*** LISTED ENTRIES Section Begins ***
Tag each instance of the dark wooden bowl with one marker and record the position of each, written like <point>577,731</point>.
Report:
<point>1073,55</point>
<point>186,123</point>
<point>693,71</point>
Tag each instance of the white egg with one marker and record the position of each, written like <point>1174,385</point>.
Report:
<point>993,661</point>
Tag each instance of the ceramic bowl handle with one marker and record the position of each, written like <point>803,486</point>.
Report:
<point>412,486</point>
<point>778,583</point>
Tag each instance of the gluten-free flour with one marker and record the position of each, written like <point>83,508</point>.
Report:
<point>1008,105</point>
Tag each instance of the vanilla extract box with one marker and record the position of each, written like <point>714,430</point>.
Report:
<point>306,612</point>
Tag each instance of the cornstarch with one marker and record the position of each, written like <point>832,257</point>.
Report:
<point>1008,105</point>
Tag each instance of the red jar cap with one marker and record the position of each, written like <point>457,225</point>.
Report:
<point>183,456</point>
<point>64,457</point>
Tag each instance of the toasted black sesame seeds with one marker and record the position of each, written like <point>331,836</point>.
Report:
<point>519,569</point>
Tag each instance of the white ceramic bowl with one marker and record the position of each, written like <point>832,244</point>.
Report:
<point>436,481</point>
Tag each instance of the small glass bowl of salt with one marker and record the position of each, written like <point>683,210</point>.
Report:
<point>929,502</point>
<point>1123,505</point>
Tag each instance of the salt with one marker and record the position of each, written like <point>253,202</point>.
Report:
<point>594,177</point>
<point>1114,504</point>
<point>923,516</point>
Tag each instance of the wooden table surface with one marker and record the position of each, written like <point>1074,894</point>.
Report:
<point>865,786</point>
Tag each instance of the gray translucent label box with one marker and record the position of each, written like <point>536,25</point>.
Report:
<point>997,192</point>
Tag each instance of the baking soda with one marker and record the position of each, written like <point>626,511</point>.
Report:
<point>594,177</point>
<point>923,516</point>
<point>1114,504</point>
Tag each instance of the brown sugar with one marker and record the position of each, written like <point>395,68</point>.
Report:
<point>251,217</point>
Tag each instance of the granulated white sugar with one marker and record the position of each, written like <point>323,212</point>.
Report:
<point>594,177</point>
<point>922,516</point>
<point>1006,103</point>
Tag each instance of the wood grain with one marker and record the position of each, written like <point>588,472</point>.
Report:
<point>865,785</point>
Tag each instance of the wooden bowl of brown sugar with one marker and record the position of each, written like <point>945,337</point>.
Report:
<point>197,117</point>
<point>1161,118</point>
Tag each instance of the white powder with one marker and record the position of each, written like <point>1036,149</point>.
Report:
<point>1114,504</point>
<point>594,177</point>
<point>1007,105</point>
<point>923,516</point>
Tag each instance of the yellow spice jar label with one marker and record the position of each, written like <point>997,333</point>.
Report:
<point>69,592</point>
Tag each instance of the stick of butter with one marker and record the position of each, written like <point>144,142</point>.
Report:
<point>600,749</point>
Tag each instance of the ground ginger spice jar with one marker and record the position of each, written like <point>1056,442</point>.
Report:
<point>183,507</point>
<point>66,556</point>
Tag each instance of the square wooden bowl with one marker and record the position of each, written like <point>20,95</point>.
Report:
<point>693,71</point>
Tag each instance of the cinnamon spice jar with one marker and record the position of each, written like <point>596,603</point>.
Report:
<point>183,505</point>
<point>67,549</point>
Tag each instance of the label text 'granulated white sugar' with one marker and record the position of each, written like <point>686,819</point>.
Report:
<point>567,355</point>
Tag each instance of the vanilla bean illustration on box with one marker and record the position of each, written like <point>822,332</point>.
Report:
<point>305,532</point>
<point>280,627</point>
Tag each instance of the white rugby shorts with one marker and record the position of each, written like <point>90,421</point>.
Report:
*** LISTED ENTRIES Section Ends ***
WHAT YOU ARE ASKED TO DO: Take every line from the data that contains the word "brown".

RESULT OF THIS TASK:
Tag each instance of the brown sugar with one marker and record the position of each, written like <point>395,68</point>.
Tag each instance of the wooden bowl of brown sugar with one marker and record the position of each, written like <point>945,337</point>.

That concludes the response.